• _YOUR ASSIGNMENT_:
Each record is to be copied exactly, with its pictures left behind.

◇ ◇ ◇

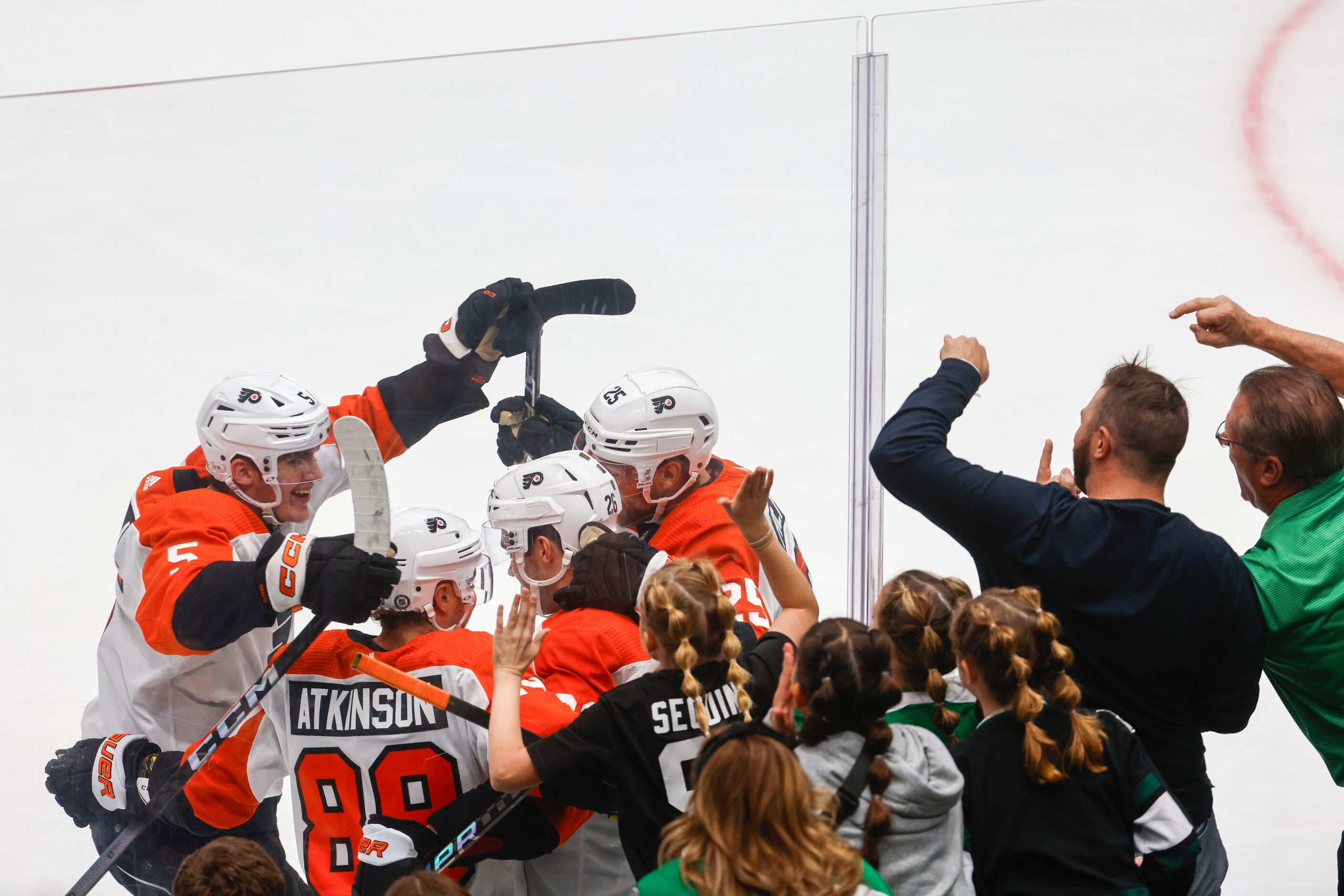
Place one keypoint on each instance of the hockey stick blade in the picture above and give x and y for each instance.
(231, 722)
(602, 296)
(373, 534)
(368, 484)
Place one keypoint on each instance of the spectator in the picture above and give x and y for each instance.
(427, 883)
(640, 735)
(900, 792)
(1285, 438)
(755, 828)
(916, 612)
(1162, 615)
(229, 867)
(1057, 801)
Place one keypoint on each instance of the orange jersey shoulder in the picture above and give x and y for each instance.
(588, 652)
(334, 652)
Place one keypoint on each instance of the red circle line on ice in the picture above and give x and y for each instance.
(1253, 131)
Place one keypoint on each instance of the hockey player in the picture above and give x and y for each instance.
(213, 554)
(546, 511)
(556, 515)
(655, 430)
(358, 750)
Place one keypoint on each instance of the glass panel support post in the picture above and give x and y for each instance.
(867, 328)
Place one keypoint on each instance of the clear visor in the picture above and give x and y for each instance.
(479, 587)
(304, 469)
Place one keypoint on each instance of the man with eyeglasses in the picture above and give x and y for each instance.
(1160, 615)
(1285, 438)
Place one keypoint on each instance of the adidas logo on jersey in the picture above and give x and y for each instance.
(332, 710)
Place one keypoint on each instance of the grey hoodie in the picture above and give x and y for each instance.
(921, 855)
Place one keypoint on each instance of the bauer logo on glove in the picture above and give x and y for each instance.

◇ ◇ ◇

• _ANSWER BELOW_:
Place one keypoint on each instance of the hockey stick blade in the picture above and give x and y for each instance.
(231, 722)
(602, 296)
(373, 534)
(368, 484)
Place one keypoint on each instance of the spectator in the picture above and give x and y for each instance.
(427, 883)
(640, 735)
(900, 792)
(1285, 438)
(755, 828)
(916, 612)
(1162, 615)
(229, 867)
(1057, 801)
Place one keypoint on each instance of the orange jersey shoulder in the picture above and give x and y for each instance.
(588, 652)
(334, 652)
Place one keypoint on each instance of the red circle line on ice in the picture above and give x and y for each instance.
(1253, 131)
Place one keypoint on each instance of the hockey player in the picture above and give x and y for each instance.
(213, 554)
(546, 511)
(556, 515)
(655, 430)
(358, 750)
Place one keypoint on each instance of the glass panel support post in the picture above and give x and y for each instance.
(867, 328)
Place one keypoint on each instance of the clear visor in the picture above and give x and y for each instance.
(479, 587)
(304, 469)
Place one keypoint on each instance of the man with eyeglasses in the picture above and give x and y for each instance.
(1160, 615)
(1285, 438)
Place one keypoint on each instance of the adidas logo on jersey in the picture above and give x and y for each instance.
(332, 710)
Place one keypoint on each instance of the grey hoodie in the picture above and give x and y for each instance.
(921, 855)
Place one keypoint on each instance of the bauer logo on glove in the picture above and give x and y for each instance.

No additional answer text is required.